(Stored entries)
────────────────

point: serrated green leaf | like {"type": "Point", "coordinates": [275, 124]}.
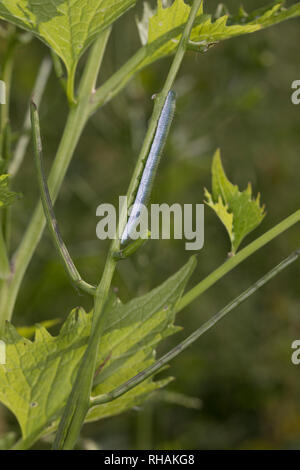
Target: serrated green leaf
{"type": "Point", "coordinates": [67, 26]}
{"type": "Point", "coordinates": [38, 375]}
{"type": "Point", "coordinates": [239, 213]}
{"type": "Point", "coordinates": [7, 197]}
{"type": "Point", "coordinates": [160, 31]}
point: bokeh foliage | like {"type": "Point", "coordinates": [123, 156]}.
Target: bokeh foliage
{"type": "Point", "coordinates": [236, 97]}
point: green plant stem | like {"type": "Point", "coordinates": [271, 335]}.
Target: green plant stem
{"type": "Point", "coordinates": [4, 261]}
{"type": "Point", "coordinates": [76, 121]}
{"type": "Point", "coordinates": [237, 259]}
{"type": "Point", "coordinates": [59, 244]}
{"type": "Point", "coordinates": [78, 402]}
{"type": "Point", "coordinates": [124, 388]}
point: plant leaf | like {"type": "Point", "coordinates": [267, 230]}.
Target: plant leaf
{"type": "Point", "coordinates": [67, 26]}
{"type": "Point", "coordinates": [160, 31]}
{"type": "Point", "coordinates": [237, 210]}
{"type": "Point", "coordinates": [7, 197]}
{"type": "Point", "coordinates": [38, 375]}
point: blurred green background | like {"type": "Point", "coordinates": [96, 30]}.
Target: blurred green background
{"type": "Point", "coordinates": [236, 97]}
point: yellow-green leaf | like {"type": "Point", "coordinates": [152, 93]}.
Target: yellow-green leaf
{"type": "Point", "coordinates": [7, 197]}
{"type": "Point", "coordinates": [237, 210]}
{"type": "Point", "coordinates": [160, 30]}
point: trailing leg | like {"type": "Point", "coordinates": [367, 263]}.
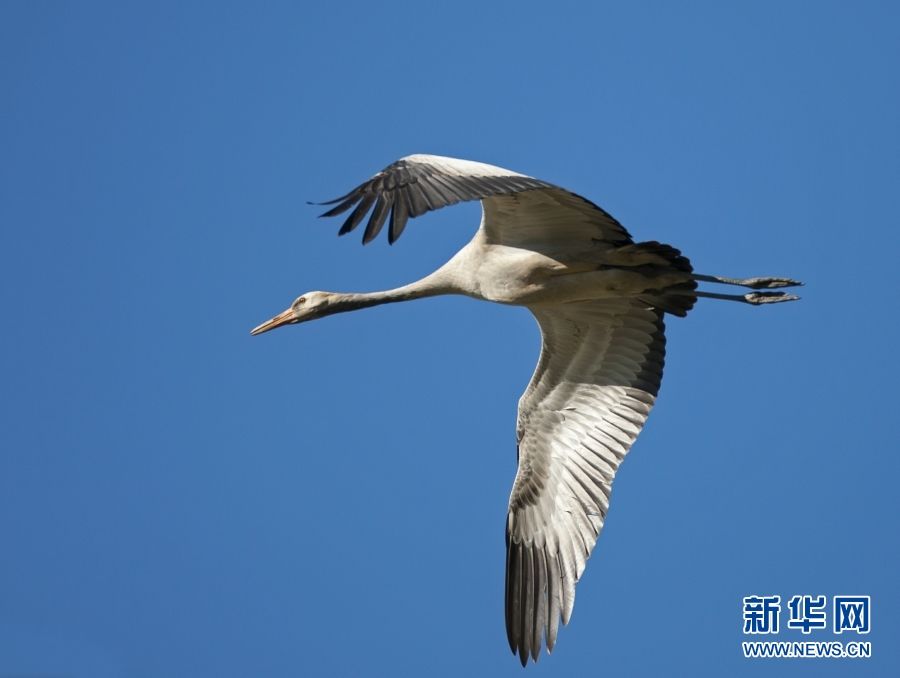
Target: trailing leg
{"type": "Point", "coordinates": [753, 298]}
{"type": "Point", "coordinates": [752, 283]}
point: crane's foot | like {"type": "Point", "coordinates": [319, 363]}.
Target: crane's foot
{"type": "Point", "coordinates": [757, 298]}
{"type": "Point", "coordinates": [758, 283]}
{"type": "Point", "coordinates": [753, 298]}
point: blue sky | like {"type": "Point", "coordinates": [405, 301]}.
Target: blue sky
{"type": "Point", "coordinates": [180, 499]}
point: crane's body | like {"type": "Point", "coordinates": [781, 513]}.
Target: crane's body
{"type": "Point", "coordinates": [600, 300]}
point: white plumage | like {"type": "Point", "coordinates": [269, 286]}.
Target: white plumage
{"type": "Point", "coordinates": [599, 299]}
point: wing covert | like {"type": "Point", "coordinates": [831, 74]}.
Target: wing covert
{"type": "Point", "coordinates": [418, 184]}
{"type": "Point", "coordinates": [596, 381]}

────────────────

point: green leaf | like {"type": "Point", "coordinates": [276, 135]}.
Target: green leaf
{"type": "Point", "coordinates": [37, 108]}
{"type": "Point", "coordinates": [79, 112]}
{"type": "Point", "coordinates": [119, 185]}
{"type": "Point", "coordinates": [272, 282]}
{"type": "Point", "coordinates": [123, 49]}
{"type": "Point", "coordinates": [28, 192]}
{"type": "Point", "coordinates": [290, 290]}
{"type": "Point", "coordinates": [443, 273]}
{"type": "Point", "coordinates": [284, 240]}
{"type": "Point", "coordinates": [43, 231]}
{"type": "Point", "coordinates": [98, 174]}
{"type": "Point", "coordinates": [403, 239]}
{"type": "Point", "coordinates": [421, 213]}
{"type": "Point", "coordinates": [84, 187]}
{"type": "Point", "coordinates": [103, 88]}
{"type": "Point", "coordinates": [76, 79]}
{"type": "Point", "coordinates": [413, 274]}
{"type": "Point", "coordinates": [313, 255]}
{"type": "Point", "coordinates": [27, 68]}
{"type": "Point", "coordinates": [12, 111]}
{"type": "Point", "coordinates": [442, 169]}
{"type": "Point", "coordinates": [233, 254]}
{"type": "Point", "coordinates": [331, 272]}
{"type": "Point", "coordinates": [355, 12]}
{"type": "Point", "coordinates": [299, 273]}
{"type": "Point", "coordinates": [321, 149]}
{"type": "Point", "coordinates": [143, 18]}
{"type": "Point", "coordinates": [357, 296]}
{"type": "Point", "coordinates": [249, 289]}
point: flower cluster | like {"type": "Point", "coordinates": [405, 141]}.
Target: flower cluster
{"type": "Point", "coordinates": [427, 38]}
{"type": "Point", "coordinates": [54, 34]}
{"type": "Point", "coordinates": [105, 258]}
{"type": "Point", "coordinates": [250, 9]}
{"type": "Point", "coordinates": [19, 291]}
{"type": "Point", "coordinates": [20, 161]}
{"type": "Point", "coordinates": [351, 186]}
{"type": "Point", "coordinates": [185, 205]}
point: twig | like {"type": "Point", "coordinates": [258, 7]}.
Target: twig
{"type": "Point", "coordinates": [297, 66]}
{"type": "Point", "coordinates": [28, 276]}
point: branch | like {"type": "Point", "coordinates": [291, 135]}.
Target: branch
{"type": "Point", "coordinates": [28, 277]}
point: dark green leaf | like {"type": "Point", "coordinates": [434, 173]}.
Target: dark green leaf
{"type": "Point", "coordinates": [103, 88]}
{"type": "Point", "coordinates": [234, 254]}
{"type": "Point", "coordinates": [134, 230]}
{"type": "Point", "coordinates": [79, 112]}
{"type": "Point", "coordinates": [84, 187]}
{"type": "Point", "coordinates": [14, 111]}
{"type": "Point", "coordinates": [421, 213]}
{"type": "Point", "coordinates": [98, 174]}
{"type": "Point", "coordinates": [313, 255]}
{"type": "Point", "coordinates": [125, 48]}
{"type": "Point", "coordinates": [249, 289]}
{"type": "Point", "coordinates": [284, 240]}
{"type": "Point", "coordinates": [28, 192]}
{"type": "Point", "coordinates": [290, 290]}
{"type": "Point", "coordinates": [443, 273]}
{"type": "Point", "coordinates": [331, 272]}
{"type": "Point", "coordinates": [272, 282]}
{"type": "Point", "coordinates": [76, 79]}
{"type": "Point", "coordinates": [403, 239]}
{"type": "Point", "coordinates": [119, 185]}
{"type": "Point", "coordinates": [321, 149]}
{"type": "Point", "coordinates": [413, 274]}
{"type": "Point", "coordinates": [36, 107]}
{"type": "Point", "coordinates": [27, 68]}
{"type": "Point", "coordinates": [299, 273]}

────────────────

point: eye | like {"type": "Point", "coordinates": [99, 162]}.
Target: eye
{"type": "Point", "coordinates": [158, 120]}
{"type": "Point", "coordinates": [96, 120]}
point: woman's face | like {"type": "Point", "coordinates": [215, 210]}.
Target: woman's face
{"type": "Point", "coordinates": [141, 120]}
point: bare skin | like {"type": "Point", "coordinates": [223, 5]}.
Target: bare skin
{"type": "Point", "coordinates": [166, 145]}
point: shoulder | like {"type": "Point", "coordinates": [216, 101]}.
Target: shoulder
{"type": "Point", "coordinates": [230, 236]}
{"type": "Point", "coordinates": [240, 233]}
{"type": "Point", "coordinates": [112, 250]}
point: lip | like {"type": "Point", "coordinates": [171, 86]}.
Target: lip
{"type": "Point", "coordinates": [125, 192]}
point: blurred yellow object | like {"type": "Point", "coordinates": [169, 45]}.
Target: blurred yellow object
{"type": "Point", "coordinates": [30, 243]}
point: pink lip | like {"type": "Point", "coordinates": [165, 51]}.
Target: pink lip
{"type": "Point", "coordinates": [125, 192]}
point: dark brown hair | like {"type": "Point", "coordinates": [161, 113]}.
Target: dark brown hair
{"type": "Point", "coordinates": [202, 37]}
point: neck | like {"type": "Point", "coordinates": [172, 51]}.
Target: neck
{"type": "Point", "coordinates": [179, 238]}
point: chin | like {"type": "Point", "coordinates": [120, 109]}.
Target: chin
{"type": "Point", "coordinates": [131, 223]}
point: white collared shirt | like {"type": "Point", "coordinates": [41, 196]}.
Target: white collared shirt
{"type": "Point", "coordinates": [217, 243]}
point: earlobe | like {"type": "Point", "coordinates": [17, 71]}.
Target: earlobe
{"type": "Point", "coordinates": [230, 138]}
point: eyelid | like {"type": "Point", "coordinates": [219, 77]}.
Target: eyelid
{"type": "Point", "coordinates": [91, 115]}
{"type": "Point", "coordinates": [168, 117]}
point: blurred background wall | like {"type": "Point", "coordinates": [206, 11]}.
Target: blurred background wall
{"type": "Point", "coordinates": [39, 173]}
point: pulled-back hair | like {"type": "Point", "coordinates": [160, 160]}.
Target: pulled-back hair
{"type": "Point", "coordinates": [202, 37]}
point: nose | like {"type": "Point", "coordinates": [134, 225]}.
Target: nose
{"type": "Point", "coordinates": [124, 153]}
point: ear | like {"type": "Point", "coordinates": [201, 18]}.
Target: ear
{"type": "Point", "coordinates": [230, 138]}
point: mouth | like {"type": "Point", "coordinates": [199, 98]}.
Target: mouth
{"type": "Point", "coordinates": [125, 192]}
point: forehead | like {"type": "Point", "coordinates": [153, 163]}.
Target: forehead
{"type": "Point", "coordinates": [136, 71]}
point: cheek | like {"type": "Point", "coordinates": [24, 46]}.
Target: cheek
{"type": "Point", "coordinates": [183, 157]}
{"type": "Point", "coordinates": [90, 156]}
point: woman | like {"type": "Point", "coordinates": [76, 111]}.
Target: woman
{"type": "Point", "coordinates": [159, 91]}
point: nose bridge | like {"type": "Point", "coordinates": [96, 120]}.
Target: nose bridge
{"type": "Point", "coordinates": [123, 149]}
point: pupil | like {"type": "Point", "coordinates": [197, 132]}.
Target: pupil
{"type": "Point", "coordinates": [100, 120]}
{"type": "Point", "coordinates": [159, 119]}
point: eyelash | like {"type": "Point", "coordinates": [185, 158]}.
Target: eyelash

────────────────

# [What this task involves]
For each line above that contains the word "eyelash", give the line as it is written.

# [Reply]
point: eyelash | like {"type": "Point", "coordinates": [185, 158]}.
Target: eyelash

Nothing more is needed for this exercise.